▶ **Rows from the dataset**:
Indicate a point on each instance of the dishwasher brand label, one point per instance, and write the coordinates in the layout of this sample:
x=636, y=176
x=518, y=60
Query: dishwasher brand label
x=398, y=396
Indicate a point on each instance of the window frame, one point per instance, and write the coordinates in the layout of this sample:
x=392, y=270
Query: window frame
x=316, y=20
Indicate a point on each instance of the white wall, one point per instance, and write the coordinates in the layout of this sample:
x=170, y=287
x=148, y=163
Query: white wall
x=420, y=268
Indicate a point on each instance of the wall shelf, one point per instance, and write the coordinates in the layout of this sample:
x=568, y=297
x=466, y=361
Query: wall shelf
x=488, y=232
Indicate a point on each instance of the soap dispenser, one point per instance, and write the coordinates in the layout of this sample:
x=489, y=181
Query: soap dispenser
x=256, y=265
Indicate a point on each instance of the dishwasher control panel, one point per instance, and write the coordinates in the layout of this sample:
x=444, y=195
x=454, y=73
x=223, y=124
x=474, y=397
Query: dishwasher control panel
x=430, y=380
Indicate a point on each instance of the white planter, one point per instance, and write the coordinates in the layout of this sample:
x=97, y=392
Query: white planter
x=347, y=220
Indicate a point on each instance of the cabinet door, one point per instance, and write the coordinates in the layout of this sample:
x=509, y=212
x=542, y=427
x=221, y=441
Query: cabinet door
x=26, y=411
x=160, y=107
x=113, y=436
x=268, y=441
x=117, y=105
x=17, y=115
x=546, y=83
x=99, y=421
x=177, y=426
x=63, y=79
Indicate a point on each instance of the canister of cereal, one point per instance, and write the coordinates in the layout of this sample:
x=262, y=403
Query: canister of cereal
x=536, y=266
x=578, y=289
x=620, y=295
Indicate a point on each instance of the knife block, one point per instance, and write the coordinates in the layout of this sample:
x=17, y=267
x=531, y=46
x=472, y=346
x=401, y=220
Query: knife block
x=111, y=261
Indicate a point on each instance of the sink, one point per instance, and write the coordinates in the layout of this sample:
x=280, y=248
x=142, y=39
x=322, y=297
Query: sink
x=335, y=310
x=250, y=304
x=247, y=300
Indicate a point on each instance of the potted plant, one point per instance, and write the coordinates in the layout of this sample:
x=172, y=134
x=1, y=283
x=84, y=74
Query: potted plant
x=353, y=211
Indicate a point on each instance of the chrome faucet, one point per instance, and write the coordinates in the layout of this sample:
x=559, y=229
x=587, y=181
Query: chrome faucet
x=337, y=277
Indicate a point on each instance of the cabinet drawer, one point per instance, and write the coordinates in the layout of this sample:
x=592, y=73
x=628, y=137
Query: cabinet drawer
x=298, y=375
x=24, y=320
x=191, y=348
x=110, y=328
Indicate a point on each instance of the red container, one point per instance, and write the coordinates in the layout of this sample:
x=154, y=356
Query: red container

▶ **Job**: Rewrite every line of the listing above as a numbered list, leaving out any blank lines.

▶ **The solution**:
1. Indicate a point on each instance of the dishwasher brand label, one point per instance, and write the coordinates in the layout of this sample:
2. x=636, y=176
3. x=518, y=60
4. Query: dishwasher brand label
5. x=398, y=396
6. Indicate a point on each instance of the window frame, one point per instance, and write the coordinates in the layout of this sample:
7. x=392, y=270
8. Query: window frame
9. x=316, y=20
10. Indicate a point on each instance of the white wall, one point per instance, and write the coordinates in the layout of this sample:
11. x=170, y=287
12. x=148, y=163
13. Query: white wall
14. x=420, y=268
15. Indicate a point on each instance of the wall shelf, one point per instance, and write the coordinates in the layout of this sample:
16. x=568, y=297
17. x=466, y=361
18. Query: wall shelf
19. x=488, y=232
20. Indicate a point on each instance of the soap dispenser, one point per instance, and write the coordinates in the layout of this sample:
21. x=489, y=181
22. Query: soap dispenser
23. x=256, y=265
24. Indicate a point on each instance of the dishwasher control panel, one point per instance, and write the coordinates in the layout of this sample:
25. x=444, y=195
26. x=454, y=73
27. x=223, y=124
28. x=474, y=397
29. Query: dishwasher control panel
30. x=430, y=380
31. Indicate a point on each instance of the white planter, one point per instance, and write the coordinates in the layout of this sample:
32. x=97, y=392
33. Query: white planter
34. x=347, y=220
35. Indicate a point on each instance of the cabinet door, one point per instance, and write the coordinates in the layout of this sample:
36. x=509, y=212
37. x=542, y=427
38. x=221, y=441
39. Query: cabinet door
40. x=26, y=411
41. x=160, y=107
42. x=113, y=436
43. x=268, y=441
44. x=117, y=105
45. x=17, y=115
46. x=546, y=83
47. x=99, y=421
48. x=177, y=426
49. x=63, y=79
50. Indicate a point on each instance of the canister of cereal, one point per instance, and write the coordinates in the layout of this sample:
51. x=262, y=403
52. Query: canister of cereal
53. x=536, y=266
54. x=578, y=289
55. x=620, y=295
56. Indicate a point on each instance of the knife block, one point per instance, and write the coordinates in the layout of this sample:
57. x=17, y=267
58. x=531, y=46
59. x=472, y=346
60. x=401, y=220
61. Query: knife block
62. x=111, y=261
63. Indicate a point on each instance of the sink, one point per instance, and write the coordinates in the layout of this sample:
64. x=280, y=248
65. x=142, y=39
66. x=322, y=297
67. Query: sink
68. x=335, y=310
69. x=250, y=304
70. x=247, y=300
71. Indicate a point on each instance of the potted plant, one point per instance, and write the coordinates in the layout of this sample:
72. x=172, y=134
73. x=1, y=283
74. x=84, y=74
75. Query: potted plant
76. x=353, y=211
77. Indicate a point on each instance of the chrome faucet, one point per instance, and write the coordinates in the layout of this sample:
78. x=559, y=229
79. x=587, y=181
80. Query: chrome faucet
81. x=337, y=277
82. Indicate a point on each instance of the cabinet drawer, one point per instance, and write the coordinates in the layout of this sample:
83. x=592, y=73
84. x=628, y=137
85. Query: cabinet drawer
86. x=298, y=375
87. x=24, y=320
88. x=191, y=348
89. x=110, y=328
90. Indicate a point on each instance of the red container, one point per instance, and write the coordinates in the layout of this sample:
91. x=154, y=356
92. Query: red container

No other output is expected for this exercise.